* [HOW TO COMPLETE THIS TASK] Beginning at the line that contains "One marker serves each instance of the aircraft nose", reproduce every line to the end of the material without changing any of them.

* [INPUT RECORDS]
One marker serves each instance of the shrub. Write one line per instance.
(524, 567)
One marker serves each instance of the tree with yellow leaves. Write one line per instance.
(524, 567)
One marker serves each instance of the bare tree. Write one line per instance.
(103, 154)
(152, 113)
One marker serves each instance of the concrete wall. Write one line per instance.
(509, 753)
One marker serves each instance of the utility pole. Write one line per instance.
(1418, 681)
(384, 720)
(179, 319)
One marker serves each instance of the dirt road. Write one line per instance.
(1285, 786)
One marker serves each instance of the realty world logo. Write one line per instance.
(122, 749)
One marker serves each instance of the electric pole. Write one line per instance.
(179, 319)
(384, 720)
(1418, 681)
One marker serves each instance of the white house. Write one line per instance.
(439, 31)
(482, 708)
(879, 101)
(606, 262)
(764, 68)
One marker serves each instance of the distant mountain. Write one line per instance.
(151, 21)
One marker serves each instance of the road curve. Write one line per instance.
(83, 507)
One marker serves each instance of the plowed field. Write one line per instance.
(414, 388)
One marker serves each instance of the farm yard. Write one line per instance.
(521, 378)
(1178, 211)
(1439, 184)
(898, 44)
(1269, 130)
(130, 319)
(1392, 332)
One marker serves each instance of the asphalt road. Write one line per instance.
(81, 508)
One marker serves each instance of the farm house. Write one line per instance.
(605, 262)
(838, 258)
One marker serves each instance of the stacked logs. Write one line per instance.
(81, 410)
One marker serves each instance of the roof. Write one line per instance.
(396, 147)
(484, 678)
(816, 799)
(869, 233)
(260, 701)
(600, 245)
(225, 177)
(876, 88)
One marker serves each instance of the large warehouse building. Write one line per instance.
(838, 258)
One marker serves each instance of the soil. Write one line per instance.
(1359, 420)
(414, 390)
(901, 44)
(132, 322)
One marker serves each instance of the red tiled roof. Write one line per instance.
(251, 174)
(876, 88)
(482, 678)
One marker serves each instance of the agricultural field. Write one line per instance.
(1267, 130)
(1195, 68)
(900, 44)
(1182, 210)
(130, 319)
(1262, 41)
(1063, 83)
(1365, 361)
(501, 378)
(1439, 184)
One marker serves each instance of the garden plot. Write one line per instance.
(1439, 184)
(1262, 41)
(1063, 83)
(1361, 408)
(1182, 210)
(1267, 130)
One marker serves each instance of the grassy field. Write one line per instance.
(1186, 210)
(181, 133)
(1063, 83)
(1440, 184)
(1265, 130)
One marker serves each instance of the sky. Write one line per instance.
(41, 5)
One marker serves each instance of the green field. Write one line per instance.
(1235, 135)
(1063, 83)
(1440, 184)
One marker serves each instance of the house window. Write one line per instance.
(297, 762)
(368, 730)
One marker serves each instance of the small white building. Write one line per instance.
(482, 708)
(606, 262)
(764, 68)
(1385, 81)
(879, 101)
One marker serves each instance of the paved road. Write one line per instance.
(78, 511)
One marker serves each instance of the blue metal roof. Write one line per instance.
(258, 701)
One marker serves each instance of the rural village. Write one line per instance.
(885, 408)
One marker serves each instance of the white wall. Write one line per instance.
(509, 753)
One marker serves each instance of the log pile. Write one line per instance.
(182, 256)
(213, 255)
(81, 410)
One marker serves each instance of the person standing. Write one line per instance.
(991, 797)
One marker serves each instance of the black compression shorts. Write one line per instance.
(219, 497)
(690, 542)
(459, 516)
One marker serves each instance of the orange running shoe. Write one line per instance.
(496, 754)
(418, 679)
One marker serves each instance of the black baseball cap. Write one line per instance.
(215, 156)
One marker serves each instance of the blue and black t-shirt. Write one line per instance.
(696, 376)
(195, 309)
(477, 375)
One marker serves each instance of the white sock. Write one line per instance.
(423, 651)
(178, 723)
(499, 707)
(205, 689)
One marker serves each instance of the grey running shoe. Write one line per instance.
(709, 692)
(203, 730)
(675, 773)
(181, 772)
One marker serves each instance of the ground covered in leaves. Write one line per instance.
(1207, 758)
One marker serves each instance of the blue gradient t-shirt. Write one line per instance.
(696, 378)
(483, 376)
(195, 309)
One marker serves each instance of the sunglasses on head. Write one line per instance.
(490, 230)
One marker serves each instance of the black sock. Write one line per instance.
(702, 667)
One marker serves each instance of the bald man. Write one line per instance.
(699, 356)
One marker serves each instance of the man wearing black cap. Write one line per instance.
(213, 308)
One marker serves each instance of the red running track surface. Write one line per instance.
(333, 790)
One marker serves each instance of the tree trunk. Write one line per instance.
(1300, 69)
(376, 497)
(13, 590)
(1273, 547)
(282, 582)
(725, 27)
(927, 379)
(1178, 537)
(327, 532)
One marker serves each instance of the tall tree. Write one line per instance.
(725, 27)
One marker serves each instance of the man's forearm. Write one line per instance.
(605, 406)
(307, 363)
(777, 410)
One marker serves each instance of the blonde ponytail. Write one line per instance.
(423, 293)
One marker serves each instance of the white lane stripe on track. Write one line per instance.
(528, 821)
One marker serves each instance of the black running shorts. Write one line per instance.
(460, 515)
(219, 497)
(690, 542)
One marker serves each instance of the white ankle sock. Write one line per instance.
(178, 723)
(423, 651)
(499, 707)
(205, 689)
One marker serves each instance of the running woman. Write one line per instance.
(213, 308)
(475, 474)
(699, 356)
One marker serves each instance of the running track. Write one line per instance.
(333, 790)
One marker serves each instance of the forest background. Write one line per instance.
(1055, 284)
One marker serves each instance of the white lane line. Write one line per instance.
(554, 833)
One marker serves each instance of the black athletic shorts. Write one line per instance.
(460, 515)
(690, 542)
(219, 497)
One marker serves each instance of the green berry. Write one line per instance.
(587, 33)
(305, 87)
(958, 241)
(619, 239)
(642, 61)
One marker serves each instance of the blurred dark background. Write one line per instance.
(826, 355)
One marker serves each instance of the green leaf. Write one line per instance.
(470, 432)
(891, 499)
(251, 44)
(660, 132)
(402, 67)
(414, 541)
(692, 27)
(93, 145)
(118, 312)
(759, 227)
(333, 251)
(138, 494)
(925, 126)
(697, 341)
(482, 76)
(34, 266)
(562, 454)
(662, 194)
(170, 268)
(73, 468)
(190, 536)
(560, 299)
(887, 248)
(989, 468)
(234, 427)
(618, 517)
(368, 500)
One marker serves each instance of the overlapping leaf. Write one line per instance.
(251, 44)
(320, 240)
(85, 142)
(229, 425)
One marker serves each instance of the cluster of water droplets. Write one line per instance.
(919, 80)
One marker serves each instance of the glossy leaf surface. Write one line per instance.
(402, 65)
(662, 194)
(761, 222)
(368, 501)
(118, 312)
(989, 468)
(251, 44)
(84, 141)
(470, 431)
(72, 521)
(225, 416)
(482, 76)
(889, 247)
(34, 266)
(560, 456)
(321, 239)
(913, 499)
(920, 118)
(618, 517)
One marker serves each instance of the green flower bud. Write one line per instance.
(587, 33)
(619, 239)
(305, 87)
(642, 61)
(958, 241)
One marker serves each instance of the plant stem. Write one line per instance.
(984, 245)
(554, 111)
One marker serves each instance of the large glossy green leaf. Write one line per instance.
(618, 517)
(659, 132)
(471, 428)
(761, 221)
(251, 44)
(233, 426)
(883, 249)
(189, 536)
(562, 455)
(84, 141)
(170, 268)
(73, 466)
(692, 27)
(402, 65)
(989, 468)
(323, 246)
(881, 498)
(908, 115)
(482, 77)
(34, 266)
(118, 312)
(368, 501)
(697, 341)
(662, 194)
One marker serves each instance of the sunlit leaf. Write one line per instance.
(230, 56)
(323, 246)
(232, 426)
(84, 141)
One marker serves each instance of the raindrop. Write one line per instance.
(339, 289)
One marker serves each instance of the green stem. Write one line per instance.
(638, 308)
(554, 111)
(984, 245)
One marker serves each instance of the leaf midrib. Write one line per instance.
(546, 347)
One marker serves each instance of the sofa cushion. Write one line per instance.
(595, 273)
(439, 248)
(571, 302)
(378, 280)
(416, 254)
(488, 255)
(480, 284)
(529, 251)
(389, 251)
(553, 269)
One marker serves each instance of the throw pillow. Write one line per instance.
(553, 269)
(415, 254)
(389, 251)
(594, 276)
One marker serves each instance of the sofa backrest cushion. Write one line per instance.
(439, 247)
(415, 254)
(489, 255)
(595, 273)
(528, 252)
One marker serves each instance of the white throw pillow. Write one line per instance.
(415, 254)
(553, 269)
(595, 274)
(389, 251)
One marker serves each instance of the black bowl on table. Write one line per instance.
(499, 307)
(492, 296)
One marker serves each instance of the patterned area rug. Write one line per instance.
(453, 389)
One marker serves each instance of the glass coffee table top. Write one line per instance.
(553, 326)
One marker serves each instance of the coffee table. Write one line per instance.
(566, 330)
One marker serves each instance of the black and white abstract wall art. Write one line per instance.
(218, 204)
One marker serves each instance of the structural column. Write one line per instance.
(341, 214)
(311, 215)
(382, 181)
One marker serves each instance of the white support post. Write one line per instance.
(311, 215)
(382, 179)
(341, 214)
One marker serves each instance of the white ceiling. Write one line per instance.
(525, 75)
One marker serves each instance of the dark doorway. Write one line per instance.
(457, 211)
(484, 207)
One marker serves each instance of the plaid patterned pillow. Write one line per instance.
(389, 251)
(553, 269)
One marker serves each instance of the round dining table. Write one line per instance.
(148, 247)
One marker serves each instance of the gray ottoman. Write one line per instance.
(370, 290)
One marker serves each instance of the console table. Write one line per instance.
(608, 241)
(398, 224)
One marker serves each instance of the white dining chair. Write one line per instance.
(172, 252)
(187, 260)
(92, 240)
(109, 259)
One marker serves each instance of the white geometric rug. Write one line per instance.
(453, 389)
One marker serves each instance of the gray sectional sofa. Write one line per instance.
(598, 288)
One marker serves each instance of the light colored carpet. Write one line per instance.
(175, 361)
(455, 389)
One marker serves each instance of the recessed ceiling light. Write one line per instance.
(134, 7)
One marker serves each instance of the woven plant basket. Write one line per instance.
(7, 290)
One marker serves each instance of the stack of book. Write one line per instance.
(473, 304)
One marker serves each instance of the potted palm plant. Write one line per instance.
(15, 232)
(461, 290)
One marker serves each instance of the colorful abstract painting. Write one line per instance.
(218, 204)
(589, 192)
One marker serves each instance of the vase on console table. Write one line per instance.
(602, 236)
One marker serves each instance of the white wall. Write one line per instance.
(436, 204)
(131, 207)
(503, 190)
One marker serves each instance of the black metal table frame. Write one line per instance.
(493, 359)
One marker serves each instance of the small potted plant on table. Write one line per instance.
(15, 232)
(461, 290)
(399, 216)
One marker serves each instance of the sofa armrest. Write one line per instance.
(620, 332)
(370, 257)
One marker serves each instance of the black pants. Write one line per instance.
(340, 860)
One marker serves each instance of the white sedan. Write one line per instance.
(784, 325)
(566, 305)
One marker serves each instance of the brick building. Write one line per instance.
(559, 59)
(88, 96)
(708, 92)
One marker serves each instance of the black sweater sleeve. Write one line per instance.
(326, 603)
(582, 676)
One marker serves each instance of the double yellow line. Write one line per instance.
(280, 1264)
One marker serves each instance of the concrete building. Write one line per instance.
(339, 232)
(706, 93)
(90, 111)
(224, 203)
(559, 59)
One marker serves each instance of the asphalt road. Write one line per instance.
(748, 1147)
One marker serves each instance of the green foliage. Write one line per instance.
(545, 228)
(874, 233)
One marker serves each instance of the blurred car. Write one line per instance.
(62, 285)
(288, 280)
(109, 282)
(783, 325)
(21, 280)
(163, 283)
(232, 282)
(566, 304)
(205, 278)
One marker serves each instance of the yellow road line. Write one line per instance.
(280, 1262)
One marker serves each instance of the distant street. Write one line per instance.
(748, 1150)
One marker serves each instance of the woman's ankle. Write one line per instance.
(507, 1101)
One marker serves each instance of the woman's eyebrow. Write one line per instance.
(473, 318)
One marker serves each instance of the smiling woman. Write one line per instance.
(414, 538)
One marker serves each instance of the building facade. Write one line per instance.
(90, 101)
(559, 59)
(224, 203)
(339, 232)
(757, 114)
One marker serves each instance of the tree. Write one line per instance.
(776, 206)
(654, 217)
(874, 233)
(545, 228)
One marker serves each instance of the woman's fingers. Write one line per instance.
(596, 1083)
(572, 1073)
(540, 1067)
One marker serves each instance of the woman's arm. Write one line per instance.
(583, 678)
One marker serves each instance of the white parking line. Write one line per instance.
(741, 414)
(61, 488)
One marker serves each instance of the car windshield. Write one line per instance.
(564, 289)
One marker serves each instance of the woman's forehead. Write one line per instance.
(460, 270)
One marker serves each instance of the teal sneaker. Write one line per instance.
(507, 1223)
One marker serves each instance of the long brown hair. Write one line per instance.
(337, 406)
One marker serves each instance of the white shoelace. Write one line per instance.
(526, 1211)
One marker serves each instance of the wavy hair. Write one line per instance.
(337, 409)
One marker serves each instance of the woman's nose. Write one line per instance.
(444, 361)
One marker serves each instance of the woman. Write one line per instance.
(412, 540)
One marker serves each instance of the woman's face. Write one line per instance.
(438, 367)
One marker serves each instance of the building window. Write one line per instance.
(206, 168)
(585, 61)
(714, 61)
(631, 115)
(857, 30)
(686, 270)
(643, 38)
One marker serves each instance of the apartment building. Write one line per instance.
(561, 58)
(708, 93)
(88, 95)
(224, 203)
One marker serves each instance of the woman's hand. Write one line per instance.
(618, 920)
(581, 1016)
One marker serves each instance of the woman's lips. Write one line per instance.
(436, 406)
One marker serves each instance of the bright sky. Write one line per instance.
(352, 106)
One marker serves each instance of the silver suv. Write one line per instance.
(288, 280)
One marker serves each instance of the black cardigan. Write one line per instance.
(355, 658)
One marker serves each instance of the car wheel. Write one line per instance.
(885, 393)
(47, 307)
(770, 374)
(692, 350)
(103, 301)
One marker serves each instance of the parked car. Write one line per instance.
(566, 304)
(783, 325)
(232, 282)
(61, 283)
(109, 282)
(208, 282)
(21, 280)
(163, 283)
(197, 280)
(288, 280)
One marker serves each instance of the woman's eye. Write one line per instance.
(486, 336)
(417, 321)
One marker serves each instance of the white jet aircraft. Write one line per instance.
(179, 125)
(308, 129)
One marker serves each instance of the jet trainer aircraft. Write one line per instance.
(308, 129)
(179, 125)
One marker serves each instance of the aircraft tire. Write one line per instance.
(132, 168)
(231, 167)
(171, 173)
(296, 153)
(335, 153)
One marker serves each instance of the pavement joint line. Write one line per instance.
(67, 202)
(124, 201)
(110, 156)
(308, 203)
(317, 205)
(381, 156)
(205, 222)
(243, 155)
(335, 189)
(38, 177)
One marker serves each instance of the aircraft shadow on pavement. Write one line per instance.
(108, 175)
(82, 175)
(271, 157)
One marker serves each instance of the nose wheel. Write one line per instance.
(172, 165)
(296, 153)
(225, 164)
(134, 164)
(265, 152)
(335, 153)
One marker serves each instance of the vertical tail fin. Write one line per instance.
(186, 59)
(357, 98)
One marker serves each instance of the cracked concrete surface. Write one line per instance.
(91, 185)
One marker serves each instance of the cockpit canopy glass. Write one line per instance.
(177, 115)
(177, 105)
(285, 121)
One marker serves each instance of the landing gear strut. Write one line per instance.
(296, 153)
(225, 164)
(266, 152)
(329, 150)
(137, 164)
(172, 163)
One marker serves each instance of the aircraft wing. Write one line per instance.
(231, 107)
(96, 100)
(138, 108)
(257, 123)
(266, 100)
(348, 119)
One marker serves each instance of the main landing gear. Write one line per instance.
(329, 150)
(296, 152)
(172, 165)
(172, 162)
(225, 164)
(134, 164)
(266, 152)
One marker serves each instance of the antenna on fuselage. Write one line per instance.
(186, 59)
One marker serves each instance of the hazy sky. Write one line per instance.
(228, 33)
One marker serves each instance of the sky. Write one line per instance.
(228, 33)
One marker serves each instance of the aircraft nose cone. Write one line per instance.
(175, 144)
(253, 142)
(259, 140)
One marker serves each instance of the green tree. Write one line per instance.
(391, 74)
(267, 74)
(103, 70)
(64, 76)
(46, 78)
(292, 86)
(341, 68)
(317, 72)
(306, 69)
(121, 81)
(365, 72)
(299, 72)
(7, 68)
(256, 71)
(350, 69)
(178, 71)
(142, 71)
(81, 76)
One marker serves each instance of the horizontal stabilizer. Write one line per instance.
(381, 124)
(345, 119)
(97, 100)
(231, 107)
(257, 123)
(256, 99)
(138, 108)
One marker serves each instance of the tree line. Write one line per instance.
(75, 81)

* [TASK RESULT]
One marker serves each instance of the aircraft nose cone. Write one line per instance.
(175, 144)
(253, 142)
(259, 140)
One marker serves each instance of the green tree. Write one line per instance.
(391, 74)
(267, 74)
(103, 70)
(64, 76)
(46, 78)
(292, 86)
(341, 68)
(317, 72)
(306, 69)
(121, 81)
(365, 72)
(299, 72)
(7, 68)
(256, 71)
(350, 69)
(178, 71)
(142, 71)
(81, 76)
One marker serves each instance of the horizontal stabilizer. Write one line per instance.
(381, 124)
(345, 119)
(97, 100)
(231, 107)
(257, 123)
(256, 99)
(138, 108)
One marker serves each instance of the tree line. Write one line per instance.
(75, 81)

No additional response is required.